» WHAT YOU SHOULD DO: Render the material as a Markdown table with the columns Row and Line, from its first line through the line containing "positive clicks: (218, 175)". Give each line a row number and omit blank lines.
════════════════════
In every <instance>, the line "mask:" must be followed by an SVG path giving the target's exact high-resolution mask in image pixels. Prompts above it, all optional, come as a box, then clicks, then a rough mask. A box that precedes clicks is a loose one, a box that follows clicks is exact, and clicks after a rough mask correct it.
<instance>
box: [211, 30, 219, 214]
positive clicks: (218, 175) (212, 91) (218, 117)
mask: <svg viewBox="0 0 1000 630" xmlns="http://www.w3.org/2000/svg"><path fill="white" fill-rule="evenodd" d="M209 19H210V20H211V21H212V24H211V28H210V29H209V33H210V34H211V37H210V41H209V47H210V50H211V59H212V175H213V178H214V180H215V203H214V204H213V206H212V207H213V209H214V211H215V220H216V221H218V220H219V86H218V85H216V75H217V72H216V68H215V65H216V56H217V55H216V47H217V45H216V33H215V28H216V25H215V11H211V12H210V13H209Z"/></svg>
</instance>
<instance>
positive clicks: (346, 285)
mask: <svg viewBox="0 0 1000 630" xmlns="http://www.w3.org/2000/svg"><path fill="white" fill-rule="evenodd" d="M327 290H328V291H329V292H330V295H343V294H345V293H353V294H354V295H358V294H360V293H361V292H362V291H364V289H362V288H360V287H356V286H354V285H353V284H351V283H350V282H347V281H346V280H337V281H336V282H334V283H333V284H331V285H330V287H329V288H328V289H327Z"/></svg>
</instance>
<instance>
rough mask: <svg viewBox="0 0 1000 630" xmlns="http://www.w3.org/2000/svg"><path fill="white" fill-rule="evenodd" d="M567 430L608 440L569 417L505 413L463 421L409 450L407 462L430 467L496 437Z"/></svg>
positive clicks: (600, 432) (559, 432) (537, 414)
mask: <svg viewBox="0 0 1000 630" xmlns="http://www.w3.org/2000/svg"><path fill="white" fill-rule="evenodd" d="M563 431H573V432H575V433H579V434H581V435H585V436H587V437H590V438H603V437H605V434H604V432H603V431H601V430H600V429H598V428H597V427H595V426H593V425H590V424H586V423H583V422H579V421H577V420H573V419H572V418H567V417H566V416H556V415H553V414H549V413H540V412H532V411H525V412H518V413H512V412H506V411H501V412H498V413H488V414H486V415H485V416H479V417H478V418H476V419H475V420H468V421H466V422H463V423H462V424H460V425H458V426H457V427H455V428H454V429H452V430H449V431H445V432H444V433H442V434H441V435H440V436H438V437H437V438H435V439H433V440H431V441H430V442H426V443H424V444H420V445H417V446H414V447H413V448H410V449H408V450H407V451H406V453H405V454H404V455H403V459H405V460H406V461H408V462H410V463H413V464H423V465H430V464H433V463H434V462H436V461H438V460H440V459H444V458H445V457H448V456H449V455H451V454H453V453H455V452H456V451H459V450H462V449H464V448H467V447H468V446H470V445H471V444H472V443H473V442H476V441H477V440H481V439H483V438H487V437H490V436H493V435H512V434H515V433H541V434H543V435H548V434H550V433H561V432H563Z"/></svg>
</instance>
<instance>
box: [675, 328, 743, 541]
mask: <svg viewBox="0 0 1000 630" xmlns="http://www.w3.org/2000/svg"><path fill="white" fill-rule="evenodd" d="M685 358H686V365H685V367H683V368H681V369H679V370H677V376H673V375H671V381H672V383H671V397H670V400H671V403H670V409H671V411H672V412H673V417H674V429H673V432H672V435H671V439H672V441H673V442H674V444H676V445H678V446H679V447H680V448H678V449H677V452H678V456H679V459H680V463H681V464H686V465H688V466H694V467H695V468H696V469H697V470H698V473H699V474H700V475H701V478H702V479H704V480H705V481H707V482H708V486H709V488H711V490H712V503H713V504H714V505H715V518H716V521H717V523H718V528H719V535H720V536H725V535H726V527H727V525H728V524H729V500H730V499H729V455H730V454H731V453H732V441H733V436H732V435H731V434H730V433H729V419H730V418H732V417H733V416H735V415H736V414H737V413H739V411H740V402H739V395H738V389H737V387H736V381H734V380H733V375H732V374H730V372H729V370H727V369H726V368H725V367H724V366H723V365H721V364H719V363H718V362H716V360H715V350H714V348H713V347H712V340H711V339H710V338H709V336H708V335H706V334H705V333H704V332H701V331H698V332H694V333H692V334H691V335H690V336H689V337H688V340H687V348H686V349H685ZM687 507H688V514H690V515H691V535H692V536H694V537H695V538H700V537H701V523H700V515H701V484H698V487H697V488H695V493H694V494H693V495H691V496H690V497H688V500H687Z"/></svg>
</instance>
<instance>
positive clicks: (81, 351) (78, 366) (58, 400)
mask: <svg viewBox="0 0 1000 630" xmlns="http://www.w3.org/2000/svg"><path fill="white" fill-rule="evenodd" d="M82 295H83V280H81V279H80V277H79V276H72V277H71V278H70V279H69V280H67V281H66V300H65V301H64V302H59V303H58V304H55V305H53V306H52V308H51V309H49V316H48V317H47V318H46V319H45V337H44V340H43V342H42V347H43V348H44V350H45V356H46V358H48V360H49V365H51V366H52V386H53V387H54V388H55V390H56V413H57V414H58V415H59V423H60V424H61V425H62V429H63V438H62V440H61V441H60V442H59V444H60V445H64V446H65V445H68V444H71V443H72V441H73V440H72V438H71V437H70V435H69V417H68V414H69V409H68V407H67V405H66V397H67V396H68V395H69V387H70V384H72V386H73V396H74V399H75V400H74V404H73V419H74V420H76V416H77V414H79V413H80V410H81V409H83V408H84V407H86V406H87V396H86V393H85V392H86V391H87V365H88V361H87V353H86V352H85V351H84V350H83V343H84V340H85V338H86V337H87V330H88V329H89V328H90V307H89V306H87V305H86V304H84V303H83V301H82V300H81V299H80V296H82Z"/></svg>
════════════════════
» ANSWER TO THIS EXERCISE:
| Row | Line |
|---|---|
| 1 | In every <instance>, the line "mask:" must be followed by an SVG path giving the target's exact high-resolution mask in image pixels. Prompts above it, all optional, come as a box, then clicks, then a rough mask. A box that precedes clicks is a loose one, a box that follows clicks is exact, and clicks after a rough mask correct it. |
| 2 | <instance> |
| 3 | box: [211, 30, 219, 214] |
| 4 | positive clicks: (218, 175) (212, 91) (218, 117) |